Write out the entries again exactly as they are given.

##### Supplied information

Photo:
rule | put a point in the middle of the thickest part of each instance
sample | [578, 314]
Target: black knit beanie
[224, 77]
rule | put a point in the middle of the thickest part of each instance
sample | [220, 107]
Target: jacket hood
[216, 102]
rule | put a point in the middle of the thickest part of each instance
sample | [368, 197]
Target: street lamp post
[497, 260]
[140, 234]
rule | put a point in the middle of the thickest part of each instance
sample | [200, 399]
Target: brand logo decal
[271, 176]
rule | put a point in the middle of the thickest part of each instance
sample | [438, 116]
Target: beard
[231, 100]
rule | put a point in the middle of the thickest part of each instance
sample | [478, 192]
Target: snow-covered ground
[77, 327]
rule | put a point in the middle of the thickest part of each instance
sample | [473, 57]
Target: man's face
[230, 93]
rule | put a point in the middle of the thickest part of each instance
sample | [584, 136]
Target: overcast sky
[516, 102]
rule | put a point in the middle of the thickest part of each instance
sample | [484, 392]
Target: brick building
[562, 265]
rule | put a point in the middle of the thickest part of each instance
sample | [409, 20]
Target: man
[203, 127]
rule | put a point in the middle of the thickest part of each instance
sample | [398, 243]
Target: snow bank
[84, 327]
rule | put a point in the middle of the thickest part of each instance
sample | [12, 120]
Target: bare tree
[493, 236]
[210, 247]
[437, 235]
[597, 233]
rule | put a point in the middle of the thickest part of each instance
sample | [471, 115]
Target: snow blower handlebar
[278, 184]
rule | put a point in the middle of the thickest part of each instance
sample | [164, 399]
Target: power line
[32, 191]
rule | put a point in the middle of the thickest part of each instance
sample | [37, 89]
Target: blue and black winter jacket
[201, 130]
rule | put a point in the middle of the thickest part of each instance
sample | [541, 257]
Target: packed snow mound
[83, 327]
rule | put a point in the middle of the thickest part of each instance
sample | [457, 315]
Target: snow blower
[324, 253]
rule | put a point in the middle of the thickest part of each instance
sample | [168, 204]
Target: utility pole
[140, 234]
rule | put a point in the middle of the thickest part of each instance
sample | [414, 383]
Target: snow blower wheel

##########

> **In response**
Photo:
rule | put a point in the middle of the thickest part of each instance
sample | [578, 314]
Target: black knit beanie
[224, 77]
rule | put a point in the middle of the thickest part of each instance
sample | [220, 107]
Target: jacket hood
[216, 102]
rule | put a point in the middle of the thickest part of each instance
sample | [368, 197]
Target: street lamp post
[497, 260]
[140, 234]
rule | put a point in the middle of the thickest part of each instance
sample | [200, 399]
Target: brand logo decal
[271, 176]
rule | put a point in the middle of the thickest part of each instance
sample | [438, 116]
Target: beard
[231, 100]
rule | put a point in the middle of the thickest part of each instance
sample | [478, 192]
Target: snow-covered ground
[77, 327]
rule | put a point in the middle of the thickest part of each instance
sample | [473, 57]
Target: man's face
[230, 93]
rule | put a point in the middle of the thickest part of each instance
sample | [584, 136]
Target: overcast sky
[516, 102]
rule | put a point in the middle of the thickest part of each instance
sample | [484, 392]
Target: brick building
[562, 265]
rule | put a point in the middle of the thickest part of each instance
sample | [409, 20]
Target: man
[203, 127]
rule | put a point in the middle of the thickest part of each instance
sample | [398, 243]
Target: snow bank
[84, 327]
rule | put a point in the middle of the thickest part of each instance
sample | [12, 120]
Target: bare tree
[493, 236]
[210, 247]
[437, 235]
[597, 233]
rule | put a point in the middle of the thickest part of each instance
sample | [471, 115]
Target: snow blower handlebar
[278, 184]
rule | put a point in the middle of the thickest part of each instance
sample | [164, 399]
Target: power line
[32, 191]
rule | put a point in the middle of the thickest part of each instance
sample | [37, 89]
Target: blue and black winter jacket
[201, 130]
rule | put a point in the middle of the thickest part of each instance
sample | [541, 257]
Target: packed snow mound
[83, 327]
rule | put a point in the middle of the thickest part of each instance
sample | [457, 315]
Target: snow blower
[324, 253]
rule | put a point in the middle of the thickest part of each instance
sample | [168, 204]
Target: utility pole
[140, 234]
rule | put a point in the middle of the thickest part of each instance
sample | [414, 383]
Target: snow blower wheel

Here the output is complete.